[TASK DETAILS]
The expected output is the first line of the data below and every line after it, up to and including the line containing "288, row 346.", each reproduced exactly.

Start of PROVIDED MATERIAL

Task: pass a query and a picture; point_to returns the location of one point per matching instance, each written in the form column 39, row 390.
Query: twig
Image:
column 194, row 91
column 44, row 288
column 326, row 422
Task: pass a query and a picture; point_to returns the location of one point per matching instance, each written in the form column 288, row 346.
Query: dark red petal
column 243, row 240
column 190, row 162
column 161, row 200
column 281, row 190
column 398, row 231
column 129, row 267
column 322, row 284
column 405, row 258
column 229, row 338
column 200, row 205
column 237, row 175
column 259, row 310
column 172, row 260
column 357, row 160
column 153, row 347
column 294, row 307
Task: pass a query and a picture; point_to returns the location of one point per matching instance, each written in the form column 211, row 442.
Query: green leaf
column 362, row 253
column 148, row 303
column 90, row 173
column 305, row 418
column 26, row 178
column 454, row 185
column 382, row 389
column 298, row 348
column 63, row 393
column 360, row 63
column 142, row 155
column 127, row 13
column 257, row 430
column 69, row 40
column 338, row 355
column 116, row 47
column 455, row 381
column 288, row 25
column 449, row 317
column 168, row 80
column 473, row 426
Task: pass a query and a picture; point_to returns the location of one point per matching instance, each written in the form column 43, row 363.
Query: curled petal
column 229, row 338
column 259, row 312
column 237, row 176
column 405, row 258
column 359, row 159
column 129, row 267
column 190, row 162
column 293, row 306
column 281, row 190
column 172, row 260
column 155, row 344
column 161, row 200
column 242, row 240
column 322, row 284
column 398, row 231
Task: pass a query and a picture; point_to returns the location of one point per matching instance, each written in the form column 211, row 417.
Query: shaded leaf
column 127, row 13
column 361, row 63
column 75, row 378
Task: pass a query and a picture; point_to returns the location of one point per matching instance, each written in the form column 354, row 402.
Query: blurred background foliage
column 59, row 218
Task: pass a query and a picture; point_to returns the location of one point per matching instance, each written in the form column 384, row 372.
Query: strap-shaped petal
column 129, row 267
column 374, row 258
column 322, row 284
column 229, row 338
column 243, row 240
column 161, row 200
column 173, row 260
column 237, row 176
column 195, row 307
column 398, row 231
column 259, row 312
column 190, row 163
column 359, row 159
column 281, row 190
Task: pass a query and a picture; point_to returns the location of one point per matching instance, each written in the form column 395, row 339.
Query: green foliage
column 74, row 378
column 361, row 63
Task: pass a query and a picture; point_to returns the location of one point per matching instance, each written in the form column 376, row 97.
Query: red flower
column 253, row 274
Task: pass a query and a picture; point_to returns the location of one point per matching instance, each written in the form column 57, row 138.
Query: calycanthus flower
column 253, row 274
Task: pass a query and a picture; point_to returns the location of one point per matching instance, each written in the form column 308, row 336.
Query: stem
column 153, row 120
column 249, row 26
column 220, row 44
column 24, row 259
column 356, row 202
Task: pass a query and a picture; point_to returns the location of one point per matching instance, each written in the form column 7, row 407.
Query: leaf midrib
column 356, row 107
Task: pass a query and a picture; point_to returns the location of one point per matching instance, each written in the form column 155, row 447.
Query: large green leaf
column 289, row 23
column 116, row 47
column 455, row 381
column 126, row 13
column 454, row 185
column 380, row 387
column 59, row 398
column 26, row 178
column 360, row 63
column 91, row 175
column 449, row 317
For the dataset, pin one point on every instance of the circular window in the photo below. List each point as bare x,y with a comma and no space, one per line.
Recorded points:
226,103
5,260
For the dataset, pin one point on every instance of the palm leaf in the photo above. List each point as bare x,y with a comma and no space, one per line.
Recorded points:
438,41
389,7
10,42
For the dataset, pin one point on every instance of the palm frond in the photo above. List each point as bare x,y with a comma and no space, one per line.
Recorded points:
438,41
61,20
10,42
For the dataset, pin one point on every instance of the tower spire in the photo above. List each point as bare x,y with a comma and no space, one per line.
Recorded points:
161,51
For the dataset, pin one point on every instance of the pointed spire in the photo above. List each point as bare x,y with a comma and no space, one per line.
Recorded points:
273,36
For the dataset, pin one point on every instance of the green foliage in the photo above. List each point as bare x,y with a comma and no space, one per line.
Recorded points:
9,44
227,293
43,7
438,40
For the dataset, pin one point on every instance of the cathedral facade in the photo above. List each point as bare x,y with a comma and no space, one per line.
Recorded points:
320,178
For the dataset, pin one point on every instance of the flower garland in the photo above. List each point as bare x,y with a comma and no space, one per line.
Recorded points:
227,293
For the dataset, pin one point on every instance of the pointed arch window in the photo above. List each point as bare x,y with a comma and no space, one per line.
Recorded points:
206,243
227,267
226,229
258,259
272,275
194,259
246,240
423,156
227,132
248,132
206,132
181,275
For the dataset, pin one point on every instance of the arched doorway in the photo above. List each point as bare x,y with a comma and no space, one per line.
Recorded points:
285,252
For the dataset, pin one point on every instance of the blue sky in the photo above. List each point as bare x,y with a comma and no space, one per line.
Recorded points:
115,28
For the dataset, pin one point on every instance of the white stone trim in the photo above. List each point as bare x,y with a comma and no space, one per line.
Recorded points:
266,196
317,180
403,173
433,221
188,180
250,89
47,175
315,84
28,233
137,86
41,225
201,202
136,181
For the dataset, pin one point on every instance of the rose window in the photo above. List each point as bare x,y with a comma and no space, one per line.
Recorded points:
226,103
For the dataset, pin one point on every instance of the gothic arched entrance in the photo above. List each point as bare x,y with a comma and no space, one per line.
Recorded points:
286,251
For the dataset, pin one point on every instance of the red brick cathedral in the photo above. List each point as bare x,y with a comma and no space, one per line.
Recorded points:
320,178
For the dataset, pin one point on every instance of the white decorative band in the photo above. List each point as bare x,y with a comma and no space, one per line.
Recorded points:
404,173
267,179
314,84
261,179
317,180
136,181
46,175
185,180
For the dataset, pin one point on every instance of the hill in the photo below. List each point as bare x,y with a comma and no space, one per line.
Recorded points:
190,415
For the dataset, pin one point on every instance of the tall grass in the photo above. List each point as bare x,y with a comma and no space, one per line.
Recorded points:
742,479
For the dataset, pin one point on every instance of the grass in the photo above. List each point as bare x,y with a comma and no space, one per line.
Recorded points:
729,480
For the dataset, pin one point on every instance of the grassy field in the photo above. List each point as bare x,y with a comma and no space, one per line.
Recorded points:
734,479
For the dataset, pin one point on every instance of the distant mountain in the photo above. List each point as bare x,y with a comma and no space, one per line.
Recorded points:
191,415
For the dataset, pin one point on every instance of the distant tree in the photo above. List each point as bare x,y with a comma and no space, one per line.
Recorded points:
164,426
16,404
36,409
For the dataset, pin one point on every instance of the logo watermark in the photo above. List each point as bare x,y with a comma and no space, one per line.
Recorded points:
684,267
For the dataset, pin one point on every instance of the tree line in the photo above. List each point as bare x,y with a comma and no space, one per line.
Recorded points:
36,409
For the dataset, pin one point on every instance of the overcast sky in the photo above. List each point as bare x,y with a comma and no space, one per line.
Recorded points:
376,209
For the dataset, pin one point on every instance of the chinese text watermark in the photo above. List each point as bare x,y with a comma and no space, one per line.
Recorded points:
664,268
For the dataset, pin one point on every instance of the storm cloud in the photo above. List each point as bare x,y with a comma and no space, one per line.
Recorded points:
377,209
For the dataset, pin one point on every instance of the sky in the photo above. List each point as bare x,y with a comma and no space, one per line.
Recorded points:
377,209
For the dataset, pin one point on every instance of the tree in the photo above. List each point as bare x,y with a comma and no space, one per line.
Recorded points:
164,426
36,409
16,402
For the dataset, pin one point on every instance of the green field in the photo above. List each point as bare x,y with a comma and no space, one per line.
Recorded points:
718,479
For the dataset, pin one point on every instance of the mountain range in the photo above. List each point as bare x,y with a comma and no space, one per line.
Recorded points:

End of PROVIDED MATERIAL

[RESPONSE AREA]
Task: pass a query and a picture; point_to returns the location of one point per matching instance, each written in the form column 39, row 390.
Query: twig
Image:
column 194, row 91
column 44, row 288
column 326, row 422
Task: pass a query and a picture; point_to returns the location of one point per matching instance, each written in the form column 288, row 346.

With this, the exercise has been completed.